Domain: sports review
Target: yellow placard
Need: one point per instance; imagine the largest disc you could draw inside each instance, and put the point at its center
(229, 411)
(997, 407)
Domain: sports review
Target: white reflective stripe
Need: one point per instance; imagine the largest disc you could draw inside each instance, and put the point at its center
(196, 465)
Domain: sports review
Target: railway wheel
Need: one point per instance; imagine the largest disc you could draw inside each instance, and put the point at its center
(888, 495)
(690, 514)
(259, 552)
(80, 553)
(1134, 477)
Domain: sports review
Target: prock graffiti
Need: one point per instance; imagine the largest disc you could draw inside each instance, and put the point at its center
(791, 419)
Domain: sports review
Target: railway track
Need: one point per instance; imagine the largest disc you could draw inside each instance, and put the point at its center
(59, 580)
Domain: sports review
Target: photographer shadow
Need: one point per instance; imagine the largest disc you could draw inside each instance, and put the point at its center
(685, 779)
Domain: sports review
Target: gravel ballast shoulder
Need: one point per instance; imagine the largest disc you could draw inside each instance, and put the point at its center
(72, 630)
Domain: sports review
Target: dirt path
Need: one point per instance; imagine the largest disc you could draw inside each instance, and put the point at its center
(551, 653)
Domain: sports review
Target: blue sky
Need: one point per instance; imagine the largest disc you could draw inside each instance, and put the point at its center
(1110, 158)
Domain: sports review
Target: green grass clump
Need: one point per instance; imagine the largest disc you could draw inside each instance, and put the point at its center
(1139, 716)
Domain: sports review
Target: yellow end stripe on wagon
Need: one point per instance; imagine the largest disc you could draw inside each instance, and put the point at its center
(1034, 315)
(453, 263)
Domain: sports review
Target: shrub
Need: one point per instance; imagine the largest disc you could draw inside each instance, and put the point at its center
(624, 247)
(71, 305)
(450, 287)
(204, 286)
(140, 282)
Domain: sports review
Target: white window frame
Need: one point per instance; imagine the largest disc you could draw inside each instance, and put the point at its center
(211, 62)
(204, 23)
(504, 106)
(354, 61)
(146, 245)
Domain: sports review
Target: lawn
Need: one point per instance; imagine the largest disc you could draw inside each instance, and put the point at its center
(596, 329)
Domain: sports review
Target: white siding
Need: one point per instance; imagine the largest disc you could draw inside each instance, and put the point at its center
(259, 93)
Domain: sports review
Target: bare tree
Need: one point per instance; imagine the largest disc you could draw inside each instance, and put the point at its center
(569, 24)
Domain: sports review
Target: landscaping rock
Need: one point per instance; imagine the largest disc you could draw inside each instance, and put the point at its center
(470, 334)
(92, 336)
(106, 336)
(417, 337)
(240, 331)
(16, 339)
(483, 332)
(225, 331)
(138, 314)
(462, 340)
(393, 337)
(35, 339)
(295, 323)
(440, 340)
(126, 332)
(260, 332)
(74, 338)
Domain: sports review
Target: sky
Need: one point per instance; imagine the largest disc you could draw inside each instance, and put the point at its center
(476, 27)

● **DIRECTIVE**
Reproduce the material above word for word, from its first line through the line containing "(1134, 477)", with both ends included.

● **SOLUTION FOR THIS TASK**
Domain: sports review
Target: yellow placard
Need: one point per instance; imagine the largest disc you could draw inside each instance, and put the point at its center
(229, 411)
(997, 407)
Domain: sports review
Target: white reflective stripe
Need: one point per instance; imagine the largest disc you could draw inside each instance, and put the point at its center
(196, 465)
Domain: sports review
Target: railway wheel
Need: one point per instance; imagine the largest disc you could draw inside each instance, and put the point at its center
(888, 495)
(690, 514)
(259, 552)
(80, 553)
(1134, 477)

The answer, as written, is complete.